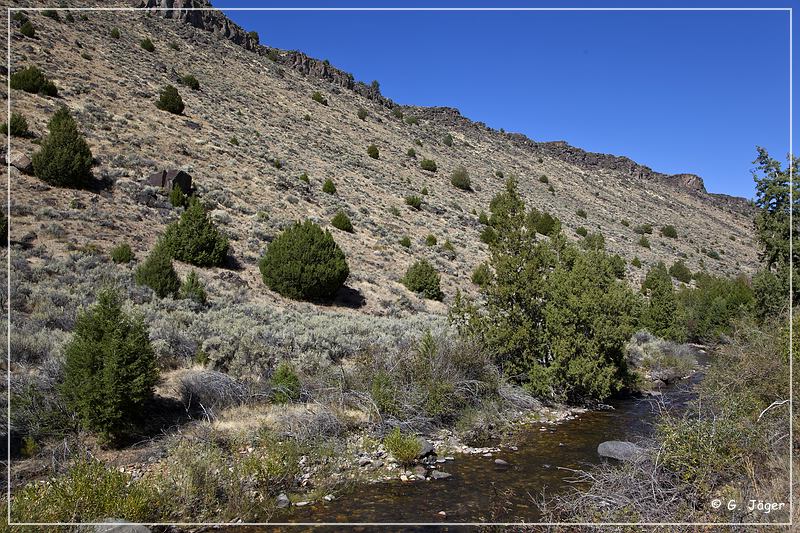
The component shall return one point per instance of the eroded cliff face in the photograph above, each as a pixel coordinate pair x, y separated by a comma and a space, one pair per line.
217, 23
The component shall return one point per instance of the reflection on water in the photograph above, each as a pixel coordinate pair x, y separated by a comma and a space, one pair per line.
471, 494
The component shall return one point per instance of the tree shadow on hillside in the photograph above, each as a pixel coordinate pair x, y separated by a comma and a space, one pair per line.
350, 298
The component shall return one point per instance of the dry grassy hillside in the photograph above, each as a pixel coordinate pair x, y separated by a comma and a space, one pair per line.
111, 86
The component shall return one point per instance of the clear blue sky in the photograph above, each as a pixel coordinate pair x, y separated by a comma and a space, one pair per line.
677, 91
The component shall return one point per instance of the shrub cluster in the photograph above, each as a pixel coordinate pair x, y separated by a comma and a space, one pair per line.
304, 263
33, 80
460, 179
64, 158
110, 369
170, 100
342, 221
423, 279
428, 164
194, 239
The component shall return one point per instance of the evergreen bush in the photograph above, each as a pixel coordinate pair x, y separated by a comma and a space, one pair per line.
110, 369
423, 279
194, 239
304, 263
64, 158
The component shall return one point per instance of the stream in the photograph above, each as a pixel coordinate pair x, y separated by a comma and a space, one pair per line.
471, 494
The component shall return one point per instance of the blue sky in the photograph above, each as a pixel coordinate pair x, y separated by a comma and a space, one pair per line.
675, 90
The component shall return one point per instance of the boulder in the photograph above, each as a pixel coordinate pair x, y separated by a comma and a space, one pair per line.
282, 501
619, 450
22, 163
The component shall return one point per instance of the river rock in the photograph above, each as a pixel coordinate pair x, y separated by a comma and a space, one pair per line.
282, 501
425, 448
120, 526
619, 450
440, 475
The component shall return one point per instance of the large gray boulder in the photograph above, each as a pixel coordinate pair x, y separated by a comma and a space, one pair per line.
619, 450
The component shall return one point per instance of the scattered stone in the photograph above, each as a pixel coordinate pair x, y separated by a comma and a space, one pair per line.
22, 163
619, 450
436, 474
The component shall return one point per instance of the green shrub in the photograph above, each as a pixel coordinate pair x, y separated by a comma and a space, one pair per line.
342, 221
460, 179
550, 297
64, 158
285, 384
110, 368
328, 187
158, 273
543, 222
122, 253
18, 126
170, 100
304, 263
716, 303
194, 239
414, 201
482, 275
404, 448
177, 198
669, 231
428, 164
33, 80
680, 271
27, 29
317, 97
87, 492
191, 82
423, 279
661, 316
192, 289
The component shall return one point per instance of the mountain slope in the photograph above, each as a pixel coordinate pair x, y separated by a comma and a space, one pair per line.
262, 98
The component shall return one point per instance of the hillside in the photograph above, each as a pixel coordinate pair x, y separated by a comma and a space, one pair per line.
264, 102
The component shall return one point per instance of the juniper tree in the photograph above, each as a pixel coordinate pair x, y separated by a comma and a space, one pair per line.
110, 368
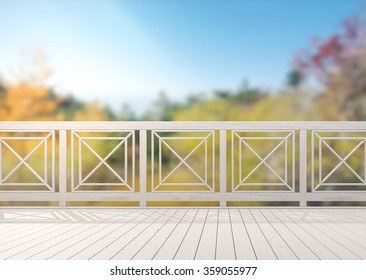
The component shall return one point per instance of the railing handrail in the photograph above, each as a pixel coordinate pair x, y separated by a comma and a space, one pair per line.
193, 125
297, 143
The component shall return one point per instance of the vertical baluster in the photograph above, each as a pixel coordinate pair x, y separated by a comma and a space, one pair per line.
143, 169
62, 167
302, 168
223, 168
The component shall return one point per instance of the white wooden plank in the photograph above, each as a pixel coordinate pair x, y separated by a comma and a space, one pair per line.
242, 243
72, 249
188, 247
15, 229
207, 246
260, 244
65, 240
134, 246
24, 235
112, 237
321, 251
293, 241
38, 244
347, 228
152, 246
343, 241
276, 241
172, 243
225, 244
325, 239
134, 230
355, 222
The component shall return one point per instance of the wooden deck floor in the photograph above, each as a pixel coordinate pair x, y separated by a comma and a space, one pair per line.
170, 233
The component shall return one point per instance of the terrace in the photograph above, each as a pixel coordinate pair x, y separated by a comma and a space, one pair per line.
182, 190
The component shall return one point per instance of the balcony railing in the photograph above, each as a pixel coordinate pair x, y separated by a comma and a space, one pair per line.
177, 162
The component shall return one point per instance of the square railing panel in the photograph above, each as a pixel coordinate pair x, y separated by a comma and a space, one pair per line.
183, 160
263, 160
27, 161
338, 160
102, 161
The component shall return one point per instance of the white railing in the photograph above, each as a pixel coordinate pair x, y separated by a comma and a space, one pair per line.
144, 162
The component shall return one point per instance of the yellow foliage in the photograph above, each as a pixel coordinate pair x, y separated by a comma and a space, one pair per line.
27, 103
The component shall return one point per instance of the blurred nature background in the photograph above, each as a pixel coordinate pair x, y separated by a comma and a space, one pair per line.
183, 60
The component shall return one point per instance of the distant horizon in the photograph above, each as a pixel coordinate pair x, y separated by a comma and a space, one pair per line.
128, 51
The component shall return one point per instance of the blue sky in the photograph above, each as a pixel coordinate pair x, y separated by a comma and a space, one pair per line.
129, 50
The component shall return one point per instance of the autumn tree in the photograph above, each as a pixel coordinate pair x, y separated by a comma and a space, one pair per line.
338, 63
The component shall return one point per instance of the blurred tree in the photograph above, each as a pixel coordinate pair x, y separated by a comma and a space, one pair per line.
294, 78
339, 64
34, 70
159, 110
24, 103
127, 114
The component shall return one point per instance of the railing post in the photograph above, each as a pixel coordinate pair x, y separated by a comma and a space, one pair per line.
62, 167
223, 168
143, 154
303, 168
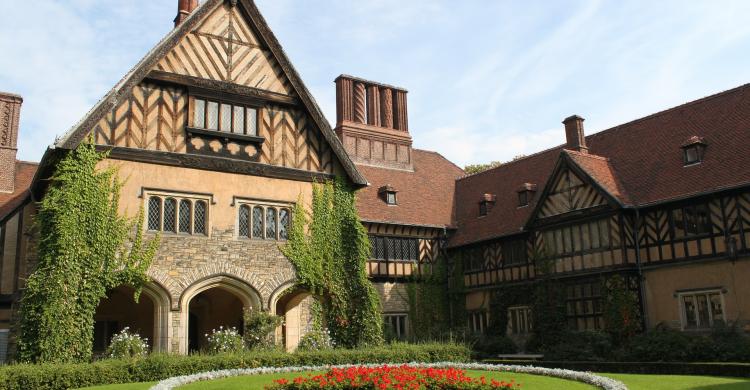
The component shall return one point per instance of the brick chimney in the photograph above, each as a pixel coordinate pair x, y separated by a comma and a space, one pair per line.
576, 139
184, 8
372, 122
10, 109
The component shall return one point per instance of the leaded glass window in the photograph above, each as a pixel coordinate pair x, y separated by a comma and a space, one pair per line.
200, 217
244, 222
284, 224
270, 223
185, 212
154, 213
170, 215
257, 222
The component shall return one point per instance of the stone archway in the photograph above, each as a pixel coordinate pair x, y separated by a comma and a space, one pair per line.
147, 317
214, 302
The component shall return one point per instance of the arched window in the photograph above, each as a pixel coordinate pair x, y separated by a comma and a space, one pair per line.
244, 222
199, 220
270, 223
185, 214
170, 215
284, 224
257, 222
154, 213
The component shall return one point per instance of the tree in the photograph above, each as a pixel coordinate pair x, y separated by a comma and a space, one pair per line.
85, 249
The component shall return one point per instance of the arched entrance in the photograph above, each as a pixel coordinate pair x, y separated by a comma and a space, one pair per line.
212, 303
295, 306
119, 310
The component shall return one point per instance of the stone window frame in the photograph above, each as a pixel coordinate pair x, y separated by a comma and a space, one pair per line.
178, 196
398, 322
707, 293
278, 206
523, 317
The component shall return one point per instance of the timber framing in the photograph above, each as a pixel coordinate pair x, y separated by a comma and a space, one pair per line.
216, 164
142, 70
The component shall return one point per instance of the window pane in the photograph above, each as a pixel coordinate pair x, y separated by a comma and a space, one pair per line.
239, 120
212, 116
154, 213
244, 221
689, 304
185, 212
226, 117
257, 222
283, 224
199, 113
270, 223
170, 215
252, 122
200, 217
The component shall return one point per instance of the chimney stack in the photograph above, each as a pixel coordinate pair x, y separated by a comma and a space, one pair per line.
10, 110
576, 139
184, 8
372, 122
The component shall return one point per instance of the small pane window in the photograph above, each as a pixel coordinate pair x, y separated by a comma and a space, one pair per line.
212, 116
239, 119
154, 213
199, 113
271, 223
200, 217
170, 215
185, 213
244, 221
252, 122
284, 224
257, 222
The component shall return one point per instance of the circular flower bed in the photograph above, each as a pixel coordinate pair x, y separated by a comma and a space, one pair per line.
584, 377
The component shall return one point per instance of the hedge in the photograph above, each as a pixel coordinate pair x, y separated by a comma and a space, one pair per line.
652, 368
157, 367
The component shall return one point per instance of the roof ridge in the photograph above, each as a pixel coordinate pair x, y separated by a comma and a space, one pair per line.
668, 110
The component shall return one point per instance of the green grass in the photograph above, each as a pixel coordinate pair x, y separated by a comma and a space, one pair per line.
680, 382
633, 381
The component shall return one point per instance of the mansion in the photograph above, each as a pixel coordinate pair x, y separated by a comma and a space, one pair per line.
218, 138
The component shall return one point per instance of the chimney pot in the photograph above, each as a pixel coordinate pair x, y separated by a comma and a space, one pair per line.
184, 8
574, 135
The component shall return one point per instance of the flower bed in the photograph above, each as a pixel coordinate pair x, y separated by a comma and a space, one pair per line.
391, 377
584, 377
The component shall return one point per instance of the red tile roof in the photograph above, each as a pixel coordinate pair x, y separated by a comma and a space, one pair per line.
24, 175
639, 162
425, 196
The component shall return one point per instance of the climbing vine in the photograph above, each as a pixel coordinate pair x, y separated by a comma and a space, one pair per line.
329, 248
85, 249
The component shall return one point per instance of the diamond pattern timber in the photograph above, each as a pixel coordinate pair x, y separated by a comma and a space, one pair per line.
570, 193
224, 47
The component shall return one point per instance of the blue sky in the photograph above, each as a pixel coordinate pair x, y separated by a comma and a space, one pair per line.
487, 80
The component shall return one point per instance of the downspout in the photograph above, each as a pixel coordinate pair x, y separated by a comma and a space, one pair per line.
639, 265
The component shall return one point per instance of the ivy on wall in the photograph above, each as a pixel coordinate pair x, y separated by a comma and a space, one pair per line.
85, 249
329, 249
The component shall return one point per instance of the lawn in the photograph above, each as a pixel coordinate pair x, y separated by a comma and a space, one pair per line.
634, 382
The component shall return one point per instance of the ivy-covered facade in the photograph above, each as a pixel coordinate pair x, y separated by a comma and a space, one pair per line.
233, 166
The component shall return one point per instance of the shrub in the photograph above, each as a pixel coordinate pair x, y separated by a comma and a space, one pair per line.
259, 328
126, 345
157, 367
224, 340
316, 339
491, 345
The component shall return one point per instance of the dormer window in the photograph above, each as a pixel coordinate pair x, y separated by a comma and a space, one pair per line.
388, 194
525, 194
486, 203
693, 150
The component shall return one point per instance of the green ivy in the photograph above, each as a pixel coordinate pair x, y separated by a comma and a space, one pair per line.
329, 248
85, 249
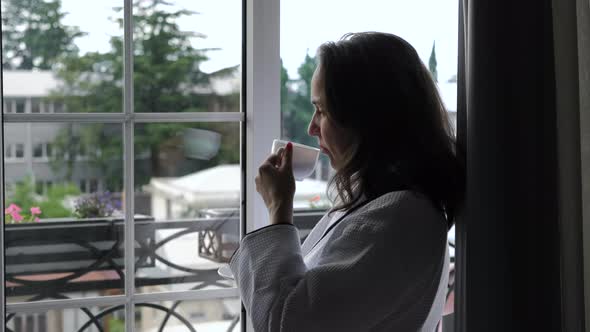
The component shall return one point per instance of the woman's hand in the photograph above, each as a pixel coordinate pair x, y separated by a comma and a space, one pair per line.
276, 184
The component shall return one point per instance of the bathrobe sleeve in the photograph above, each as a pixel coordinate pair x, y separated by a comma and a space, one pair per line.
379, 270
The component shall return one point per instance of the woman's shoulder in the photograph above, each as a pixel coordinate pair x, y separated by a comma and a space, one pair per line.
400, 207
400, 199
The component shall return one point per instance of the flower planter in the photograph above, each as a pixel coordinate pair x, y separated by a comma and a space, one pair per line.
74, 245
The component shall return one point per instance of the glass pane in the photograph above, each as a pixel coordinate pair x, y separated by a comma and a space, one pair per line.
184, 316
92, 319
188, 182
62, 56
60, 242
187, 56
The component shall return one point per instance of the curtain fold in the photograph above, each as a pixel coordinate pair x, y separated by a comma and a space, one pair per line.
508, 260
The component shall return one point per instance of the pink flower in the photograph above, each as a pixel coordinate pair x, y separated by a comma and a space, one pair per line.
12, 208
16, 216
315, 198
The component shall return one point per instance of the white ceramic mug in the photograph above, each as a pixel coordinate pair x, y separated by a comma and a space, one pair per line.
305, 158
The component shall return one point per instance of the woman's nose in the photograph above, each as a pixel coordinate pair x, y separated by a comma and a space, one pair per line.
312, 129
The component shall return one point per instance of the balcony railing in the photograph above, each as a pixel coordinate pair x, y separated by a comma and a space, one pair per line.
56, 258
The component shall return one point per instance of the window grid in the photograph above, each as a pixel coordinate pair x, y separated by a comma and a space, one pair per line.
128, 119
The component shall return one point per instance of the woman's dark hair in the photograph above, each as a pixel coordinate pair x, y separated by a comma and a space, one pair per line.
377, 87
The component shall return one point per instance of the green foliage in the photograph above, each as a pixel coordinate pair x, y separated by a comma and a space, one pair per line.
432, 63
166, 78
33, 35
296, 107
51, 203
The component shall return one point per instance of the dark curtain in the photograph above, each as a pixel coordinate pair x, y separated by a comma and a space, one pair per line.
509, 236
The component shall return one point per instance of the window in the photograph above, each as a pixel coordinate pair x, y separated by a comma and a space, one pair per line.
20, 105
108, 142
14, 151
38, 150
35, 106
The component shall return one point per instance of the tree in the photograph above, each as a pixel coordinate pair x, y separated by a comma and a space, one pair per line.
296, 108
432, 63
33, 35
166, 78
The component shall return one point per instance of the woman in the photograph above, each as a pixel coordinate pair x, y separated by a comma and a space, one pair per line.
378, 261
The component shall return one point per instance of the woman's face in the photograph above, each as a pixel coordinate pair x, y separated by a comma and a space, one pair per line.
333, 140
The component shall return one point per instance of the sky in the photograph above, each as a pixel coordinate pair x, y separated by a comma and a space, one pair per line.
305, 24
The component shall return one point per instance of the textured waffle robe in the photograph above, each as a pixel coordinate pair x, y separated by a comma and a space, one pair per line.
383, 267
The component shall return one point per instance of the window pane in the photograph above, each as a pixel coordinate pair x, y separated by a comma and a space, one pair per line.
67, 56
187, 62
38, 150
35, 107
19, 149
203, 316
59, 241
107, 319
188, 183
20, 105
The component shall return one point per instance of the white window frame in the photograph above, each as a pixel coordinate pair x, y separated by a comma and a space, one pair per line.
260, 124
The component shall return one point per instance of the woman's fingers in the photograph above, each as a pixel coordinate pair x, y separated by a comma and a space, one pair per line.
275, 158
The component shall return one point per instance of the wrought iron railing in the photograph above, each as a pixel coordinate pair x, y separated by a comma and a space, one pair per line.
49, 260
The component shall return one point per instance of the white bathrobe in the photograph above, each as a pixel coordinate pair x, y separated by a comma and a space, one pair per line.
383, 267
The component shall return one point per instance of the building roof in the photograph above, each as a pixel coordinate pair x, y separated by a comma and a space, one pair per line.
223, 183
26, 83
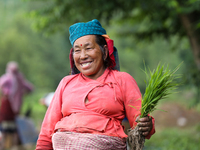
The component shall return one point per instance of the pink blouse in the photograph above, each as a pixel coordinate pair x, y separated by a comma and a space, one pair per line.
97, 106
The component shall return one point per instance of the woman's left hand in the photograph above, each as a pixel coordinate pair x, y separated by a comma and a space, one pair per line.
145, 124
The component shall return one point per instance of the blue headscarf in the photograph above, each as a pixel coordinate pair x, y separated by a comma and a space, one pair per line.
78, 30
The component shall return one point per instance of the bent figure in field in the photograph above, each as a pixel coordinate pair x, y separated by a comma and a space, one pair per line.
12, 88
88, 106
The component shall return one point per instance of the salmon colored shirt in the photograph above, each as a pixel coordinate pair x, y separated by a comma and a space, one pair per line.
108, 102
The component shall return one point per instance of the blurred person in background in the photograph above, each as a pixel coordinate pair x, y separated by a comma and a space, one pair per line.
13, 86
88, 107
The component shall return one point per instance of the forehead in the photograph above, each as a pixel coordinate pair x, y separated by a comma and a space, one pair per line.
87, 39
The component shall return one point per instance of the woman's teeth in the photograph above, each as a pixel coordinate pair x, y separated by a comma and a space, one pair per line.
85, 64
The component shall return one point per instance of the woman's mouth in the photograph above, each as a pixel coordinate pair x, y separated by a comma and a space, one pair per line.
84, 65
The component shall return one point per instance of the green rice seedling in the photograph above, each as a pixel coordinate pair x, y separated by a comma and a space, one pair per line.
159, 84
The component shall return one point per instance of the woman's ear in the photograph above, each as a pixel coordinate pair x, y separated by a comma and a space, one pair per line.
105, 52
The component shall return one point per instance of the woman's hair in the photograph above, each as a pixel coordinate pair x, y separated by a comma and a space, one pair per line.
100, 40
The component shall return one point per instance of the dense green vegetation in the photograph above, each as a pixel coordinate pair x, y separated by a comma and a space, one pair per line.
44, 59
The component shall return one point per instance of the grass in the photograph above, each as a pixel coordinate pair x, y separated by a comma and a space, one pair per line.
159, 84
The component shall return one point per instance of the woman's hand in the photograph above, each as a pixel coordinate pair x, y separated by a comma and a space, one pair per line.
145, 124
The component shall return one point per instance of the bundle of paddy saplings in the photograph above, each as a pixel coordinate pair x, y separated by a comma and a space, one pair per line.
160, 83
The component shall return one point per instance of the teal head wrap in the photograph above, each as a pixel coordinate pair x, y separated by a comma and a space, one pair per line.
78, 30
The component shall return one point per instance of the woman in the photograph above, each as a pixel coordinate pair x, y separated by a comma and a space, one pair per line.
88, 107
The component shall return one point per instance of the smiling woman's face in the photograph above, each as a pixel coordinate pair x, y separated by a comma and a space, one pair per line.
88, 57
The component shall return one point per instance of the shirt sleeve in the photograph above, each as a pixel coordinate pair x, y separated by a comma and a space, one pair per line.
52, 116
132, 101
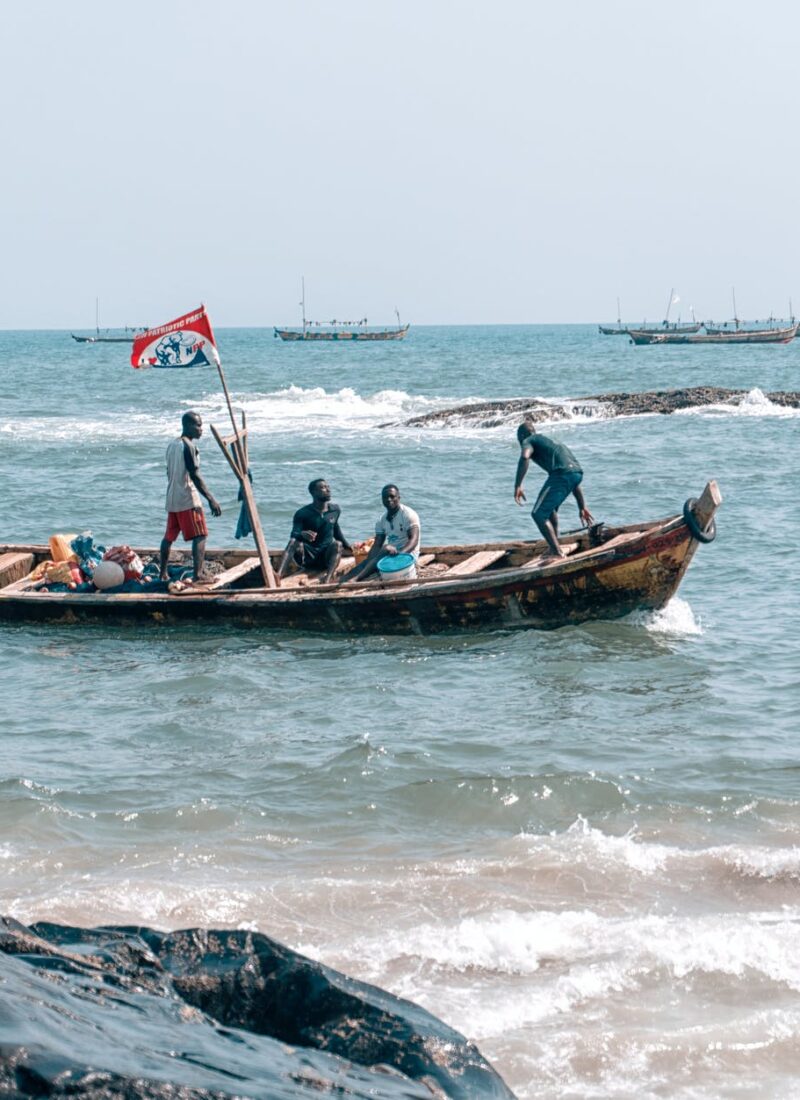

WRITTEN TASK: Pick out every line in the entries above that contains the word "foliage", and copy each one unchanged.

TASK RESPONSE:
The component shall return one point per instance of the yellow foliage in the photograph above, each as a pixel coordinate pair x, y separated by a comma and a space, one pair per line.
The component shall return one point per instance of the green foliage in the photograph above, each as a pixel coordinate pair x, y separated by a comma and a space, one pair per line.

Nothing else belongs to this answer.